Reproduce the Kubernetes controller write-up below verbatim, from the opening sentence through the final line of Go code.

— TEXT PROVIDED —
>> begin

While writing this post I was tempted to write a full length example but I found an already available exhaustive example in the kubernetes repo so i will just write and go through the simplest self-contained example I can write.

Scroll to the end of the controller example to read about it.

package main

import (
	"fmt"
	"time"

	"go.uber.org/zap"

	"k8s.io/api/core/v1"
	"k8s.io/apimachinery/pkg/fields"
	"k8s.io/apimachinery/pkg/util/runtime"
	"k8s.io/apimachinery/pkg/util/wait"
	"k8s.io/client-go/kubernetes"
	"k8s.io/client-go/tools/cache"
	"k8s.io/client-go/tools/clientcmd"
	"k8s.io/client-go/util/workqueue"
)

type Controller struct {
	informer cache.SharedInformer
	queue    workqueue.RateLimitingInterface
	logger   *zap.Logger
}

func NewController(queue workqueue.RateLimitingInterface, informer cache.SharedInformer) *Controller {
	return &Controller{
		informer: informer,
		queue:    queue,
		logger:   zap.NewNop(),
	}
}

func (c *Controller) WithLogger(logger *zap.Logger) {
	c.logger = logger
}

func (c *Controller) processNextItem() bool {
	key, quit := c.queue.Get()
	if quit {
		return false
	}
	defer c.queue.Done(key)

	err := c.syncToStdout(key.(string))
	c.handleErr(err, key)
	return true
}

func (c *Controller) syncToStdout(key string) error {
	obj, exists, err := c.informer.GetStore().GetByKey(key)
	if err != nil {
		c.logger.Error("error fetching object from index for the specified key", zap.String("key", key), zap.Error(err))
		return err
	}

	if !exists {
		c.logger.Info("pod has gone", zap.String("key", key))

>> end

— Object position labeling listing —

>> begin

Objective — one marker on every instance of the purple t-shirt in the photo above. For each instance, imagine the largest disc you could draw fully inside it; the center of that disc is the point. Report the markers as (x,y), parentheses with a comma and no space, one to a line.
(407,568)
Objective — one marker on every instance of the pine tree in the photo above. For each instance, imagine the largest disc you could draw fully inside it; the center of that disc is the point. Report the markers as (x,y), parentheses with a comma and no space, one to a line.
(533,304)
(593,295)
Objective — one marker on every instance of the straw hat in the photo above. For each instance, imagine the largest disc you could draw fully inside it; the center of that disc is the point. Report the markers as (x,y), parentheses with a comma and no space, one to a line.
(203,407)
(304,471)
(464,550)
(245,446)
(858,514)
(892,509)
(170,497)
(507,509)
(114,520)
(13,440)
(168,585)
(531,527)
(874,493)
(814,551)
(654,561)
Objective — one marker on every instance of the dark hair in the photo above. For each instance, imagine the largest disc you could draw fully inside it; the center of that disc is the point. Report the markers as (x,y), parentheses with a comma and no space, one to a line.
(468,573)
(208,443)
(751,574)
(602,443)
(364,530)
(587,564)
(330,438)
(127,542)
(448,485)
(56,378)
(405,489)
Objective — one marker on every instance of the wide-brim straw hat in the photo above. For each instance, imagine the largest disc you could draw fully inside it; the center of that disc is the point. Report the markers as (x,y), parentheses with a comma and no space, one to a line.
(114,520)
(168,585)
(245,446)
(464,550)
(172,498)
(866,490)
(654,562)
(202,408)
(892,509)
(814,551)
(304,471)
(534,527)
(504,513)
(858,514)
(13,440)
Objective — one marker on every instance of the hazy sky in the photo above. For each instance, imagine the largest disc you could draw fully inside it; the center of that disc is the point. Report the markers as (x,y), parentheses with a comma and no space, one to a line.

>> end

— RESULT —
While writing this post I was tempted to write a full length example but I found an already available exhaustive example in the kubernetes repo so i will just write and go through the simplest self-contained example I can write.

Scroll to the end of the controller example to read about it.

package main

import (
	"fmt"
	"time"

	"go.uber.org/zap"

	"k8s.io/api/core/v1"
	"k8s.io/apimachinery/pkg/fields"
	"k8s.io/apimachinery/pkg/util/runtime"
	"k8s.io/apimachinery/pkg/util/wait"
	"k8s.io/client-go/kubernetes"
	"k8s.io/client-go/tools/cache"
	"k8s.io/client-go/tools/clientcmd"
	"k8s.io/client-go/util/workqueue"
)

type Controller struct {
	informer cache.SharedInformer
	queue    workqueue.RateLimitingInterface
	logger   *zap.Logger
}

func NewController(queue workqueue.RateLimitingInterface, informer cache.SharedInformer) *Controller {
	return &Controller{
		informer: informer,
		queue:    queue,
		logger:   zap.NewNop(),
	}
}

func (c *Controller) WithLogger(logger *zap.Logger) {
	c.logger = logger
}

func (c *Controller) processNextItem() bool {
	key, quit := c.queue.Get()
	if quit {
		return false
	}
	defer c.queue.Done(key)

	err := c.syncToStdout(key.(string))
	c.handleErr(err, key)
	return true
}

func (c *Controller) syncToStdout(key string) error {
	obj, exists, err := c.informer.GetStore().GetByKey(key)
	if err != nil {
		c.logger.Error("error fetching object from index for the specified key", zap.String("key", key), zap.Error(err))
		return err
	}

	if !exists {
		c.logger.Info("pod has gone", zap.String("key", key))